The exercise =
Copy the items below word for word, from the first line through the line with "[0,75,299,450]".

Records to process =
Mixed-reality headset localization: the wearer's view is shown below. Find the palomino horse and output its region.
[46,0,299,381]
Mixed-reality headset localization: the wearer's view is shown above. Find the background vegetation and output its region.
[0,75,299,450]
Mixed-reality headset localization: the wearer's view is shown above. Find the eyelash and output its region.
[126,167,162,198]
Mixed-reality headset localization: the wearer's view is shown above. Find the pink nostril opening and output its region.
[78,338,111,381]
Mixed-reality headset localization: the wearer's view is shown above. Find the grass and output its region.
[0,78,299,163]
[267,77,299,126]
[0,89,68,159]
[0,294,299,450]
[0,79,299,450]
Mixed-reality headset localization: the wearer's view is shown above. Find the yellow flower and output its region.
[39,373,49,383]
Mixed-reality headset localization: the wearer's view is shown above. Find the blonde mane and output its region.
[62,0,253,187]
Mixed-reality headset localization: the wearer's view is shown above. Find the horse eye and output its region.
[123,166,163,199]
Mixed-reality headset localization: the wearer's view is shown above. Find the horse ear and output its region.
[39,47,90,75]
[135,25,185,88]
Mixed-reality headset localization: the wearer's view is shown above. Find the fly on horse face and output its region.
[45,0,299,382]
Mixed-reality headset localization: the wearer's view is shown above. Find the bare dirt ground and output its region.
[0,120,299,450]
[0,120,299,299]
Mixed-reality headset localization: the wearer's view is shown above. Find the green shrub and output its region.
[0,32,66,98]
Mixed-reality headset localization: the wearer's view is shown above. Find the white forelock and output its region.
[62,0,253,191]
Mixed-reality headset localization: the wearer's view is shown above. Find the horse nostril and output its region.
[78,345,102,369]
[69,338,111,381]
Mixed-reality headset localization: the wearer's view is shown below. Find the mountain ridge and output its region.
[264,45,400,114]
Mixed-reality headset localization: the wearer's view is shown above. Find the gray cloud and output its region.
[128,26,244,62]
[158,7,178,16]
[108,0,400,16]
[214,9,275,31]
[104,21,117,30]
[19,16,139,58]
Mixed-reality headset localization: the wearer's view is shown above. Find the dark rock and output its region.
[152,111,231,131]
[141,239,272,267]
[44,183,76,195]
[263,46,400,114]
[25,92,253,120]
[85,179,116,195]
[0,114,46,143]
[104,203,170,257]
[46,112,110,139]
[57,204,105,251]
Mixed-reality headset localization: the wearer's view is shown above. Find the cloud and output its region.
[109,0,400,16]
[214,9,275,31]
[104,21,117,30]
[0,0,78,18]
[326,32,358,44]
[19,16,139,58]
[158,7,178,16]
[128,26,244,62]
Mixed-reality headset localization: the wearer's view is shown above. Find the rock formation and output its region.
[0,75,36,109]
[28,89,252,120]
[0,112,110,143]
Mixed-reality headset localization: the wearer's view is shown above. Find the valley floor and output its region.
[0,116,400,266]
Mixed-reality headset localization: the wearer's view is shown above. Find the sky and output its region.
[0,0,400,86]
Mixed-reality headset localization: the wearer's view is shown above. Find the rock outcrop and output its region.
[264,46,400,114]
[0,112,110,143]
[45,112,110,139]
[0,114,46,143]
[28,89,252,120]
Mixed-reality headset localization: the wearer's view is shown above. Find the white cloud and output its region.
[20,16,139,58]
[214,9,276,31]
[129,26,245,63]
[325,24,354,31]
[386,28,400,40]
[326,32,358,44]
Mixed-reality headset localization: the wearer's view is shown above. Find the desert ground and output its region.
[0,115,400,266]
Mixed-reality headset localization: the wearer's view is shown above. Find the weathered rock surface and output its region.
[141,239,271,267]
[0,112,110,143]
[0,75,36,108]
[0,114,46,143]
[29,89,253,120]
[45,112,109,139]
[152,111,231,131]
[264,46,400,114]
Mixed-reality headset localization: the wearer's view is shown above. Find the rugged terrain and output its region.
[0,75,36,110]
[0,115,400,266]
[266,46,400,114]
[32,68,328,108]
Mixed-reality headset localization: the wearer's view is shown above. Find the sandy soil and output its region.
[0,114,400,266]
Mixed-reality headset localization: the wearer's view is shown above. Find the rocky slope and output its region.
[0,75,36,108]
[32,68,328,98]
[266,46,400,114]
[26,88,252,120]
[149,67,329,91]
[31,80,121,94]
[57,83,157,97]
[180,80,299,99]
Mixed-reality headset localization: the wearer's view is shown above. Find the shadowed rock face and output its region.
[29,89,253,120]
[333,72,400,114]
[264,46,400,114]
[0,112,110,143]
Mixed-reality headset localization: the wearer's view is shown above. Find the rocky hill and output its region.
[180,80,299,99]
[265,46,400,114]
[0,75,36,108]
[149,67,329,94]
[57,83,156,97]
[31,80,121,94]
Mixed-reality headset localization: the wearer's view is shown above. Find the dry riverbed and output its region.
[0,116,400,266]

Expected output =
Mixed-reality headset localization: the wearer's view is shown below. Find the palomino horse and output its region.
[46,0,299,381]
Mixed-reality headset localization: the wearer's view is shown above. Find the background vegetation and output its region.
[0,75,299,450]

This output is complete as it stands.